- _Dataset entries_:
################
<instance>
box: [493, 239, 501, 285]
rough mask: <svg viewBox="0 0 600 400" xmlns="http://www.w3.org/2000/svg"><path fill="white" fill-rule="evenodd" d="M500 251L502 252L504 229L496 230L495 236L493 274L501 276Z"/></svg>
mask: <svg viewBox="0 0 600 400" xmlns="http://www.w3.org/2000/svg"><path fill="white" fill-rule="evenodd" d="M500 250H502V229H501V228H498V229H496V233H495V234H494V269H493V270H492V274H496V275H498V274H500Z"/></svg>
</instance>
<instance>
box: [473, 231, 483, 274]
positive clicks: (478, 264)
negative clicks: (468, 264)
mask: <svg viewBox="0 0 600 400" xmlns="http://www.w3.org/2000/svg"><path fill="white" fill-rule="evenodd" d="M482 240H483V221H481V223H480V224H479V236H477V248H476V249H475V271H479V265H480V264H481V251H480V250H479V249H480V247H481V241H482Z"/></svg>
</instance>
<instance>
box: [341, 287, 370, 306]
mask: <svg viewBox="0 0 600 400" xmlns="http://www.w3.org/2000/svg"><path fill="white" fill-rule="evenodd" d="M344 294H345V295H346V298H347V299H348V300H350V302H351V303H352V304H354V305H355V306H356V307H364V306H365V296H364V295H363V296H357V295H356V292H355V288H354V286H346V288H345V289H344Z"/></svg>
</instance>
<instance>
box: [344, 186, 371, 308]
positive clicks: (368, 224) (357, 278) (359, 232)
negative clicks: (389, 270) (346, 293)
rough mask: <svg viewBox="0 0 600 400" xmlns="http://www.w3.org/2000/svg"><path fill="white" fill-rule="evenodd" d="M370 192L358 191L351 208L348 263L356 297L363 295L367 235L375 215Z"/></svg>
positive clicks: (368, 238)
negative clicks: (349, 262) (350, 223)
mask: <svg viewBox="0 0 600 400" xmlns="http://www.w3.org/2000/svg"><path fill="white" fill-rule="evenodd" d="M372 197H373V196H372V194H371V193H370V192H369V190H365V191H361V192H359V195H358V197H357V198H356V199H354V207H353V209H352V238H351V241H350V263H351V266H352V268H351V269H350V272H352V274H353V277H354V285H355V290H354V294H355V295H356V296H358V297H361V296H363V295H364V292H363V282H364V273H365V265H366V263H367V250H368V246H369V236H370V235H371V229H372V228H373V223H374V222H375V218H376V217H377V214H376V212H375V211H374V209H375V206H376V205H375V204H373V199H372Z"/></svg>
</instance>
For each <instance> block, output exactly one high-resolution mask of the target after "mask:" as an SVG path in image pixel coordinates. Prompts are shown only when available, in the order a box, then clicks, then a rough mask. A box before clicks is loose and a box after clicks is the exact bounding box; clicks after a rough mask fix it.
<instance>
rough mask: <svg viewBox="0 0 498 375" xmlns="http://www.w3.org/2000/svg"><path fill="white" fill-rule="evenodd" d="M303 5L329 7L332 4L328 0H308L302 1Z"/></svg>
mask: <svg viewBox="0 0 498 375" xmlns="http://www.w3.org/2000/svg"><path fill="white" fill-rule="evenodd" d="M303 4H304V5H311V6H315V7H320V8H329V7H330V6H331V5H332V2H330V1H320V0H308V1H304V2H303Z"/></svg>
################
- _Exercise objective_: Repeat the listing above in full, exactly as given.

- _Response to this exercise_:
<instance>
box: [493, 239, 501, 285]
rough mask: <svg viewBox="0 0 600 400" xmlns="http://www.w3.org/2000/svg"><path fill="white" fill-rule="evenodd" d="M500 251L502 252L504 229L496 230L495 236L493 274L501 276Z"/></svg>
mask: <svg viewBox="0 0 600 400" xmlns="http://www.w3.org/2000/svg"><path fill="white" fill-rule="evenodd" d="M500 250H502V229H501V228H498V229H496V233H495V234H494V269H493V270H492V274H496V275H498V274H500Z"/></svg>
</instance>
<instance>
box: [473, 231, 483, 274]
positive clicks: (478, 264)
negative clicks: (468, 264)
mask: <svg viewBox="0 0 600 400" xmlns="http://www.w3.org/2000/svg"><path fill="white" fill-rule="evenodd" d="M482 240H483V221H481V223H480V224H479V236H477V248H476V249H475V271H479V265H480V264H481V251H480V250H479V249H480V247H481V241H482Z"/></svg>
</instance>
<instance>
box: [341, 287, 370, 306]
mask: <svg viewBox="0 0 600 400" xmlns="http://www.w3.org/2000/svg"><path fill="white" fill-rule="evenodd" d="M344 294H345V295H346V298H347V299H348V300H350V302H351V303H352V304H354V305H355V306H356V307H364V306H365V296H364V295H363V296H357V295H356V292H355V288H354V286H346V288H345V289H344Z"/></svg>
</instance>
<instance>
box: [344, 186, 371, 308]
positive clicks: (368, 224) (357, 278) (359, 232)
negative clicks: (389, 270) (346, 293)
rough mask: <svg viewBox="0 0 600 400" xmlns="http://www.w3.org/2000/svg"><path fill="white" fill-rule="evenodd" d="M370 192L358 191L351 208L348 263L356 297L363 295L367 235L375 215Z"/></svg>
positive clicks: (368, 238)
negative clicks: (349, 262) (350, 223)
mask: <svg viewBox="0 0 600 400" xmlns="http://www.w3.org/2000/svg"><path fill="white" fill-rule="evenodd" d="M372 197H373V196H372V194H371V193H370V192H369V190H365V191H361V192H359V195H358V197H357V198H356V199H354V207H353V209H352V238H351V241H350V263H351V266H352V268H351V269H350V272H352V274H353V277H354V285H355V290H354V294H355V295H356V296H358V297H361V296H363V295H364V292H363V282H364V273H365V265H366V263H367V250H368V246H369V236H370V235H371V229H372V228H373V223H374V222H375V218H376V217H377V214H376V212H375V211H374V209H375V206H376V205H375V204H373V199H372Z"/></svg>
</instance>
For each <instance> block, output exactly one high-resolution mask of the target after "mask:" as an SVG path in image pixel coordinates. Prompts are shown only when available, in the order a box, then clicks, then a rough mask. A box before clicks is loose and a box after clicks is the exact bounding box; clicks after a rough mask fix it.
<instance>
rough mask: <svg viewBox="0 0 498 375" xmlns="http://www.w3.org/2000/svg"><path fill="white" fill-rule="evenodd" d="M303 5L329 7L332 4L328 0H308L302 1Z"/></svg>
mask: <svg viewBox="0 0 498 375" xmlns="http://www.w3.org/2000/svg"><path fill="white" fill-rule="evenodd" d="M303 4H304V5H311V6H315V7H320V8H329V7H330V6H331V5H332V2H330V1H320V0H308V1H304V2H303Z"/></svg>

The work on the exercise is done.